**TEXT EXCERPT:**
------------------------------------------------
Gov. Rick Scott and the Florida Cabinet unanimously tapped Ryan Matthews to serve as interim secretary for the Florida Dept. of Environmental Protection.

Matthews will take over the agency while a search for a permanent leader takes place over the next three months.

  • Florida DEP interim secretary is Ryan Matthews
  • Outgoing Secretary Jon Steverson resigned, effect Feb. 3
  • Steverson was criticized for his handling of algae bloom, sinkhole

Ryan Matthews is a DEP official, currently the director for the Office of Water Policy. He also worked as the deputy secretary for regulatory programs. 

The outgoing Florida Dept. of Environmental Protection Secretary, Jon Steverson, had been Scott's favored candidate when he was appointed to the post in 2015.

In the months since, Steverson has weathered intense criticism over his proposals to open state parks to commercial logging and hunting.

Last summer's dual environmental crises -- a runoff-induced toxic algae bloom in South Florida and the discovery of a toxic sinkhole at a Mosaic phosphate plant in Mulberry -- led environmentalists to lambast Steverson and his agency for what they deemed inadequate responses.
------------------------------------------------
**PROVIDED RECORDS:**
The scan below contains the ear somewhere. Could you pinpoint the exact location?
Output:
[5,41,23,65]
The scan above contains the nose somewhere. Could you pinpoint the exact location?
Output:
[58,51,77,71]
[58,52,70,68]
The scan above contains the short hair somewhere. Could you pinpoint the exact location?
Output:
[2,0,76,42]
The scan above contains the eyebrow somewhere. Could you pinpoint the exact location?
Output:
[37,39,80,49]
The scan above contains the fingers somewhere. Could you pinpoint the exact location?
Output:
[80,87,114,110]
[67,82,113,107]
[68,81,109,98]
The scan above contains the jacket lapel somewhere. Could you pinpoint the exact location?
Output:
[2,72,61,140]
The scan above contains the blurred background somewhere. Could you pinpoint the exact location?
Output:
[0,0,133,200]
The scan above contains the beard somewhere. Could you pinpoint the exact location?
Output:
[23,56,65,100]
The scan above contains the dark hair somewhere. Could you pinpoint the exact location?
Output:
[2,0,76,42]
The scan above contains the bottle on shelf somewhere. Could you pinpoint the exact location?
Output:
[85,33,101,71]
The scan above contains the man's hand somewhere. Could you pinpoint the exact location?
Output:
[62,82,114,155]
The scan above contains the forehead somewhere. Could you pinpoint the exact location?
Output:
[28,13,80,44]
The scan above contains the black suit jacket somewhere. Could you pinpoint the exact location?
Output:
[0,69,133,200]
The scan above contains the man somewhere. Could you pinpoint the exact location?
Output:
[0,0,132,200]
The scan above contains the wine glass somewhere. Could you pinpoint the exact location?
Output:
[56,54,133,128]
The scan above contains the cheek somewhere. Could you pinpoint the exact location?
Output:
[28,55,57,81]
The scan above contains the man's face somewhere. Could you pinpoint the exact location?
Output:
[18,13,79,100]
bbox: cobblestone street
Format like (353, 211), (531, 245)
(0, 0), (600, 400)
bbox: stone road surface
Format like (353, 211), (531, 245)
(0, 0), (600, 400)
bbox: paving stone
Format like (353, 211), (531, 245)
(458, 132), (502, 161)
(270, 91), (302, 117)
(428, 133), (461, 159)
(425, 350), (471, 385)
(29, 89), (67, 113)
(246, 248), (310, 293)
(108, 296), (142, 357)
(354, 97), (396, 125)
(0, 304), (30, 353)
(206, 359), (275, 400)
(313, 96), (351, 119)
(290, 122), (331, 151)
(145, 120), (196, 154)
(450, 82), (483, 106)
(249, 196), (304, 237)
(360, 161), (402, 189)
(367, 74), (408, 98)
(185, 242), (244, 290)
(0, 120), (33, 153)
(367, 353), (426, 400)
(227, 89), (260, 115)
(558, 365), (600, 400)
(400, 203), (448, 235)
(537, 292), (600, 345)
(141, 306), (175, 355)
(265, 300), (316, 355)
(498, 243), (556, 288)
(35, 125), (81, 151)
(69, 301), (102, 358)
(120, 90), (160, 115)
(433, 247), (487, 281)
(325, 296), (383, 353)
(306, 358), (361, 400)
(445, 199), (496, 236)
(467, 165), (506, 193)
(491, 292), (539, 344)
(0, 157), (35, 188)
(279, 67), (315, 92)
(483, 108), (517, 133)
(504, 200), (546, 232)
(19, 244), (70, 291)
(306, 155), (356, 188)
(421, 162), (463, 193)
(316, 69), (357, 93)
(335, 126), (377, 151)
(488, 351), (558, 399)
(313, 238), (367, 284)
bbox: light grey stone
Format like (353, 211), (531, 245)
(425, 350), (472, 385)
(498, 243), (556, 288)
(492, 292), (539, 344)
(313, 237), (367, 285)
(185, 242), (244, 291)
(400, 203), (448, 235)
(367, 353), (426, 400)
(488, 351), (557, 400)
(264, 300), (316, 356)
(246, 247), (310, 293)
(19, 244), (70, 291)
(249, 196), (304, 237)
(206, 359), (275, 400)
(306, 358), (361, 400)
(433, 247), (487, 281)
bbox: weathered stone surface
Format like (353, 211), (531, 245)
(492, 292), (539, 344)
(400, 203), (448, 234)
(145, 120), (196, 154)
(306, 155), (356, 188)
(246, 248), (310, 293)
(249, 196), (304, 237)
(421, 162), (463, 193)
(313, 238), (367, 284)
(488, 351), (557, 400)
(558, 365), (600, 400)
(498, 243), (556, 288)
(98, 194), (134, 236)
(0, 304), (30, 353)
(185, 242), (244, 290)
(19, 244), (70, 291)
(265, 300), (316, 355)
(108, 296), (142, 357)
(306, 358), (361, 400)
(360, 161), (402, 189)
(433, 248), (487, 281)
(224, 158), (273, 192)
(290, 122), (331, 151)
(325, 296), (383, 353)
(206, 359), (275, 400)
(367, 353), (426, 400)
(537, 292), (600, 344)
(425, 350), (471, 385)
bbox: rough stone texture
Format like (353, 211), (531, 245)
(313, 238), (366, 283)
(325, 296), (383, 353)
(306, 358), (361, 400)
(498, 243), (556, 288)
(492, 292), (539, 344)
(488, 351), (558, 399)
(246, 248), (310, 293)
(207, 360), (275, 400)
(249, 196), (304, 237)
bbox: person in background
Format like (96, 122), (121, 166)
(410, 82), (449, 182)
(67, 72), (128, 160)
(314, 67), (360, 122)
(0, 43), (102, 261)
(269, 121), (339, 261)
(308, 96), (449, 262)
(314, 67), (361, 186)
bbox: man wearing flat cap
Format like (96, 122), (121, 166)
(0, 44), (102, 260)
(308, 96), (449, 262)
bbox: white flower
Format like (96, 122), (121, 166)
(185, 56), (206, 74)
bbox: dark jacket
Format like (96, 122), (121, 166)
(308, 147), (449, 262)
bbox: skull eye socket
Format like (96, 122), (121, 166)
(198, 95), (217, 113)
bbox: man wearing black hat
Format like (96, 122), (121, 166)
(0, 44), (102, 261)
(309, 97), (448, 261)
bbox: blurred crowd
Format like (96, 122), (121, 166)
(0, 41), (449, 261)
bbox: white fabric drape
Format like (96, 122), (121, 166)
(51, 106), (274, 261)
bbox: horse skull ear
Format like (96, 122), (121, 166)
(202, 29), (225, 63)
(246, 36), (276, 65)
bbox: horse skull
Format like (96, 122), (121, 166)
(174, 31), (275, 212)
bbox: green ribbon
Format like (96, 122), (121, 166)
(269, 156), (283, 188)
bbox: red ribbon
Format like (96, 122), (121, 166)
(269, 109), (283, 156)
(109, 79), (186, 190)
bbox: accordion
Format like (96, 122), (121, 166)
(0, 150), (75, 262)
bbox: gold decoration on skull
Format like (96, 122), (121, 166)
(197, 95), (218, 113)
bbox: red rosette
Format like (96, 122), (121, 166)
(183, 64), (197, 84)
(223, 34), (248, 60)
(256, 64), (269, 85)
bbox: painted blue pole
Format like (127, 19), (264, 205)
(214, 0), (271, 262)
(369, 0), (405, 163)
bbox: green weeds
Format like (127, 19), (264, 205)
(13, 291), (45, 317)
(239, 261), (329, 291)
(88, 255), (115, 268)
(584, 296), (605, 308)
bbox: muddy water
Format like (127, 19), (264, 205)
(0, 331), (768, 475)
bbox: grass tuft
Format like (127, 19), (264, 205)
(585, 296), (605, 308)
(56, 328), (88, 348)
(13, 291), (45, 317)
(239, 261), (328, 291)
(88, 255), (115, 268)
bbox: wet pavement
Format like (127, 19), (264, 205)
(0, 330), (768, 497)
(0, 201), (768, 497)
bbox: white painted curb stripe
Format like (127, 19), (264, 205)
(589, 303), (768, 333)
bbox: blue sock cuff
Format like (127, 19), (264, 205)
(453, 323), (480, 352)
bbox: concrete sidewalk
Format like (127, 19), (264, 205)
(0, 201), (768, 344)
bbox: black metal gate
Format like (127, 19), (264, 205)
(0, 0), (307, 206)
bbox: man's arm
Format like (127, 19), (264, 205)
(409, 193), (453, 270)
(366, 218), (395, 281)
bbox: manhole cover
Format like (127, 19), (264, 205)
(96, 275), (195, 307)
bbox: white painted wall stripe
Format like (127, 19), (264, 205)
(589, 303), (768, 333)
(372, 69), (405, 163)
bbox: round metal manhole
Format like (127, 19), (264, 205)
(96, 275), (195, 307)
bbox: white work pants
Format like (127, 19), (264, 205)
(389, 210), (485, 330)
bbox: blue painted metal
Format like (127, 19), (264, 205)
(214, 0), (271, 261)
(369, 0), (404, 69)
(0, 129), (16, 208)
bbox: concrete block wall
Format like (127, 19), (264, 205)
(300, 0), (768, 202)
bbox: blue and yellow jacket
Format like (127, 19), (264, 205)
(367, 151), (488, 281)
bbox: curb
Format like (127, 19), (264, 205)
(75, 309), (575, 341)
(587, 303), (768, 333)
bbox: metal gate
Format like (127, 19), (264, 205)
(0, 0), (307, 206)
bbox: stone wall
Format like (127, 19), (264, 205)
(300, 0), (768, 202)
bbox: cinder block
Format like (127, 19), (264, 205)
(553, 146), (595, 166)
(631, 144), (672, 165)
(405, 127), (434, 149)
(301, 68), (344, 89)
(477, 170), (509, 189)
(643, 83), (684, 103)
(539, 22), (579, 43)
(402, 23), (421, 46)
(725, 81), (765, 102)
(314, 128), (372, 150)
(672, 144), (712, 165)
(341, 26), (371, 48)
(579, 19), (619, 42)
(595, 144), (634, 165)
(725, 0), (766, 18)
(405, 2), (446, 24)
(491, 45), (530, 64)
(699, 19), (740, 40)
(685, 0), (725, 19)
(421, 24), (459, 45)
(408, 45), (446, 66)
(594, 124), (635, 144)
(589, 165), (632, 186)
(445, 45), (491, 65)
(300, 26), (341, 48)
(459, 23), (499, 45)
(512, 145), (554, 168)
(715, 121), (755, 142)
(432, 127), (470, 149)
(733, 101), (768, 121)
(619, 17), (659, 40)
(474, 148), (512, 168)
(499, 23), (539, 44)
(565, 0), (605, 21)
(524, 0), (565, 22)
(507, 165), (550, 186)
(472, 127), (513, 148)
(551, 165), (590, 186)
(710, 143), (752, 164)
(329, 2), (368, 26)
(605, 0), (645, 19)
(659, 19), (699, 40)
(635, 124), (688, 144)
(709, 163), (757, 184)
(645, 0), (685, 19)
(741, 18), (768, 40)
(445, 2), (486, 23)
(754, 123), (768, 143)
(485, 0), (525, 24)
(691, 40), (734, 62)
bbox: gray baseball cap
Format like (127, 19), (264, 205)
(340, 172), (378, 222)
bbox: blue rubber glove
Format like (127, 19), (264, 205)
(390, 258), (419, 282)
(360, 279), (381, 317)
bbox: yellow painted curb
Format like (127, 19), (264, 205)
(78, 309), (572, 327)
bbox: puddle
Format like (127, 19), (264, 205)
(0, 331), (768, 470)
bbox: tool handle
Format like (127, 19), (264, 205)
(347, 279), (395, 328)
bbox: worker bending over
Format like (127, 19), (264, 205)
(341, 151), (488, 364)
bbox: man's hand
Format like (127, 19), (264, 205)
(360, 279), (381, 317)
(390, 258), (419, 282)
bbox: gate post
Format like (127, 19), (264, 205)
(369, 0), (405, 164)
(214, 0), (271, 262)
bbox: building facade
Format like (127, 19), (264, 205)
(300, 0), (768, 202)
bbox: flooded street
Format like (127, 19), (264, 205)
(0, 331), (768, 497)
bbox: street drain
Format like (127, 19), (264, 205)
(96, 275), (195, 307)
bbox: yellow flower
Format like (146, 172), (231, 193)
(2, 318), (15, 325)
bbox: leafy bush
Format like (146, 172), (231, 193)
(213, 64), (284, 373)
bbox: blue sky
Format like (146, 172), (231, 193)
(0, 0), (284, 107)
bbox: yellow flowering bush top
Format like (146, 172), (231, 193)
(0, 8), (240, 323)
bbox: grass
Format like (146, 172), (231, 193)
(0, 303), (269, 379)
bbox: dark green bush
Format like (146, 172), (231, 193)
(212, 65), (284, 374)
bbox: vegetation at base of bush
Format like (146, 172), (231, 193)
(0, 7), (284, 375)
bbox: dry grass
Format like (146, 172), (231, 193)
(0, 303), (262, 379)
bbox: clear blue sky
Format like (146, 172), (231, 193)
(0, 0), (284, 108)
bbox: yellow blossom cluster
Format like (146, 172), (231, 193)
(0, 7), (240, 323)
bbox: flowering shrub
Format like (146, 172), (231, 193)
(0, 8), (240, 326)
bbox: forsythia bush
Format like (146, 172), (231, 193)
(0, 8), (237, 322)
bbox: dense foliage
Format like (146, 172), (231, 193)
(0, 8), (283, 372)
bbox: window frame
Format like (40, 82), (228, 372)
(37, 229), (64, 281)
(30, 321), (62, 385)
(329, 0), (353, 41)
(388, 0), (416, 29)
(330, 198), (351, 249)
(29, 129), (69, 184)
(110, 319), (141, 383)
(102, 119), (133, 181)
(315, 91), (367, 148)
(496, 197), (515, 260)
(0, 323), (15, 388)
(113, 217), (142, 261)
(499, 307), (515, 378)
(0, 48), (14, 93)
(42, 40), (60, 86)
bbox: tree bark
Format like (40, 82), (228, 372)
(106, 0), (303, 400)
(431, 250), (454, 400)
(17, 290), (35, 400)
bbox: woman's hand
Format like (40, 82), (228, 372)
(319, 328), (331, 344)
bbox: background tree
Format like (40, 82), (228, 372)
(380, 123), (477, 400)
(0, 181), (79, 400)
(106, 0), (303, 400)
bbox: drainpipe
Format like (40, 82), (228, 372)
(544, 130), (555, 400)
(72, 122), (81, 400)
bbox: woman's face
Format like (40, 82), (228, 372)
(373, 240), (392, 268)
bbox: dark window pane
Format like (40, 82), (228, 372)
------------------------------------------------
**WHAT IS NEEDED:**
Rewrite the portion of the Florida DEP article that starts with "Ryan Matthews is a" and ends with "logging and hunting.", substituting "scrutiny" for "criticism". The rows are not needed for this work.

**FINAL ANSWER:**
Ryan Matthews is a DEP official, currently the director for the Office of Water Policy. He also worked as the deputy secretary for regulatory programs. 

The outgoing Florida Dept. of Environmental Protection Secretary, Jon Steverson, had been Scott's favored candidate when he was appointed to the post in 2015.

In the months since, Steverson has weathered intense scrutiny over his proposals to open state parks to commercial logging and hunting.